* **Stated task**
Restate the whole of the material. Keep every word, and drop the pictures.

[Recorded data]
-*-*-
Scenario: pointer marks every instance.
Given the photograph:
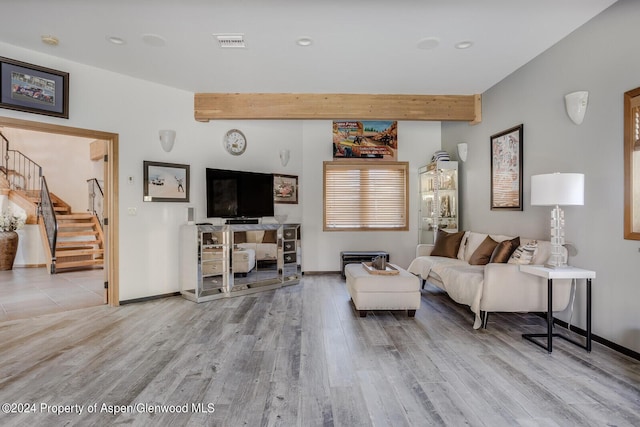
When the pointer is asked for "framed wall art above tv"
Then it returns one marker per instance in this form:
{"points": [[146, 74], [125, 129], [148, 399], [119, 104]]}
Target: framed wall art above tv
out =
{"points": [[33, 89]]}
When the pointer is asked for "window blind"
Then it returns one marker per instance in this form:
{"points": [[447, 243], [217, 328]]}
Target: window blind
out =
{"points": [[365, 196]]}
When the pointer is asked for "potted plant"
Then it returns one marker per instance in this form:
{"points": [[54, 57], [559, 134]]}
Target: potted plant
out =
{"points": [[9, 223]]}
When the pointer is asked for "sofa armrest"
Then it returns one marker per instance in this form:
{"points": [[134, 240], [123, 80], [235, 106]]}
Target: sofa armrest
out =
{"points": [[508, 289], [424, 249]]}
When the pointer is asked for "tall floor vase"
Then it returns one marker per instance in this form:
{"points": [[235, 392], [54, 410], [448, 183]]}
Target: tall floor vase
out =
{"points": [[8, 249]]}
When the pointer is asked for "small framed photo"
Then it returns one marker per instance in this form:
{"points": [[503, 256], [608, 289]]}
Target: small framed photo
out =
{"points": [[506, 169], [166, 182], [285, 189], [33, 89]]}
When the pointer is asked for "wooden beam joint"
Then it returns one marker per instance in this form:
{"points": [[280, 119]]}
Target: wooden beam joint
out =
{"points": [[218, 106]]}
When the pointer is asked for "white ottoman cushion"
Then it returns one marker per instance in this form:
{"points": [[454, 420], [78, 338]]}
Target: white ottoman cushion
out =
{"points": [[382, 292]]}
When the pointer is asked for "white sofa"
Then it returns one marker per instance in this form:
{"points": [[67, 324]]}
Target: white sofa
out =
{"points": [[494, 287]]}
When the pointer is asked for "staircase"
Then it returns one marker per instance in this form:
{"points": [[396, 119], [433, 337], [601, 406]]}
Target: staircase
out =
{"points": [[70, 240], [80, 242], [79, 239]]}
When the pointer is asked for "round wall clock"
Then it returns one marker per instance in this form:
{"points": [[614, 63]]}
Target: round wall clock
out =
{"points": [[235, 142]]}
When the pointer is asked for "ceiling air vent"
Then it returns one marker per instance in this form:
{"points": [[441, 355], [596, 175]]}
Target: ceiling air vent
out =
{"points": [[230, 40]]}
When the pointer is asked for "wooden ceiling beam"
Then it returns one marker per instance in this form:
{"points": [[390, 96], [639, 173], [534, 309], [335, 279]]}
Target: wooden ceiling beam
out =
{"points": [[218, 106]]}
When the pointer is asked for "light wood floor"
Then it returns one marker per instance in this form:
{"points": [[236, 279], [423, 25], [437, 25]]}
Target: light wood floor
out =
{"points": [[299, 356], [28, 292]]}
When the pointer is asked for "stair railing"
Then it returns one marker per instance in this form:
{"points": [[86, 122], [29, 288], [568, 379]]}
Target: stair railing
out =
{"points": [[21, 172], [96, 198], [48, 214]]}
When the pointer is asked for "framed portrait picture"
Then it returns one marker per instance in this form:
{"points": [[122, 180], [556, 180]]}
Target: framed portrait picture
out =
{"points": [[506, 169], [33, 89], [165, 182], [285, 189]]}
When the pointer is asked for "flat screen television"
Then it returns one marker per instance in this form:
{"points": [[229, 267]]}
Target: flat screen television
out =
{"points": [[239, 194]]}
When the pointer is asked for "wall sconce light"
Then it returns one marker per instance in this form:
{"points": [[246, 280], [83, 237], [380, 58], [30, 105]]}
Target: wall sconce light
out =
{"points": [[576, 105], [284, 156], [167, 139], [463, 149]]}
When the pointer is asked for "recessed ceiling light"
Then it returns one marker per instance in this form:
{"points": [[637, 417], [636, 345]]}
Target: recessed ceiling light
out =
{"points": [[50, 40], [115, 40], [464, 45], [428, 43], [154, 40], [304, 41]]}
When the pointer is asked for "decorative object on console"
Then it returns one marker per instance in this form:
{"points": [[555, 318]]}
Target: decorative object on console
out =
-*-*-
* **Result below**
Scenario: pointer marks every instance.
Given the photograph:
When the pointer is asked for "framed wall art above tv"
Then it returns one marker per instance in this form:
{"points": [[146, 74], [125, 129], [148, 399], [119, 104]]}
Target: framed wall art above tv
out =
{"points": [[33, 89]]}
When the pointer is asked for "window blind"
Then it returns one marker per instance in this form:
{"points": [[447, 243], [217, 328]]}
Target: window blind
out =
{"points": [[365, 196]]}
When the pointer is asked for "potted plant"
Then it returns one marker per instance in this form:
{"points": [[54, 57], [559, 134]]}
Target: potted plant
out =
{"points": [[9, 223]]}
When the pointer is asked for "sofa armrest"
Then it returns one marker per instance in this form:
{"points": [[134, 240], [123, 80], [235, 106]]}
Target: sofa armrest
out =
{"points": [[508, 289], [424, 249]]}
When the pointer is asked for "tall floor vase"
Then it returns one marker per instance in this form:
{"points": [[235, 392], [54, 410], [448, 183]]}
Target: tall floor vase
out =
{"points": [[8, 249]]}
When the pointer is asked for "small framed photo"
Then it returns one marker per instance in this form:
{"points": [[503, 256], [608, 289]]}
Target: small framed photo
out =
{"points": [[506, 169], [166, 182], [285, 189], [33, 89]]}
When the pointer is asked for "wooden beam joint"
Then it returns one marker per instance in this form:
{"points": [[280, 119]]}
Target: wooden beam joint
out =
{"points": [[218, 106]]}
When the pointer is asked for "white ottoman cushion"
Then it returns one marker per instance in this form:
{"points": [[454, 420], [78, 338]]}
Target: white ottoman cushion
out =
{"points": [[382, 292]]}
When the pointer is asked for "white sofa"
Then it returns one marker per instance in this form:
{"points": [[67, 324]]}
Target: white sofa
out =
{"points": [[494, 287]]}
When the pointer is asked for "staircase"
Then it returns one marker per instance in this form:
{"points": [[396, 119], [433, 337], [601, 406]]}
Target: staircase
out =
{"points": [[70, 240], [80, 242], [79, 239]]}
When the pointer is asked for "round wall clock"
Then it returns one marker per instance in this form:
{"points": [[614, 63]]}
Target: round wall clock
out =
{"points": [[235, 142]]}
When the pointer is asked for "ceiling air vent"
Then it returns one marker per instance in this form:
{"points": [[441, 355], [596, 175]]}
Target: ceiling air vent
out =
{"points": [[230, 40]]}
When the pointer is asked for "wooden ceiling beam"
Then it returns one marker per instance in this form:
{"points": [[390, 96], [639, 173], [534, 309], [335, 279]]}
Target: wooden ceiling beam
out =
{"points": [[218, 106]]}
When the pointer is asked for "light wood floor"
Then it returns one marker per instance in this form:
{"points": [[236, 279], [423, 25], [437, 25]]}
Target: light wood floor
out =
{"points": [[299, 356], [28, 292]]}
When the pointer is asked for "stair railing"
Then it returns one marker per instance in this form:
{"points": [[86, 122], [29, 288], [568, 379]]}
Target: stair railing
out =
{"points": [[21, 172], [96, 198], [48, 214]]}
When the pointer is asked for "framed portrait picture"
Then it returns one marker per instance in this form:
{"points": [[122, 180], [556, 180]]}
Target: framed portrait picture
out =
{"points": [[506, 169], [33, 89], [165, 182], [285, 189]]}
When the pointer is asked for "flat screen television"
Then it returns one marker per instance in this form:
{"points": [[229, 267]]}
Target: flat screen television
out =
{"points": [[239, 194]]}
When the pointer is asked for "wall sconce light"
Then it returns one marker per instance in this form:
{"points": [[246, 280], [83, 237], [380, 58], [30, 105]]}
Target: wall sconce light
out =
{"points": [[576, 105], [284, 156], [167, 139], [463, 149]]}
When the pointer is asked for "recessed ceiling light"
Then it returns one marker per instance in this form:
{"points": [[637, 417], [636, 345]]}
Target: recessed ceiling light
out =
{"points": [[50, 40], [115, 40], [464, 45], [428, 43], [154, 40], [304, 41]]}
When the pointer is asked for "decorative object on console"
Then it returns one marker per instance in this form:
{"points": [[555, 318]]}
Target: decorative object on console
out =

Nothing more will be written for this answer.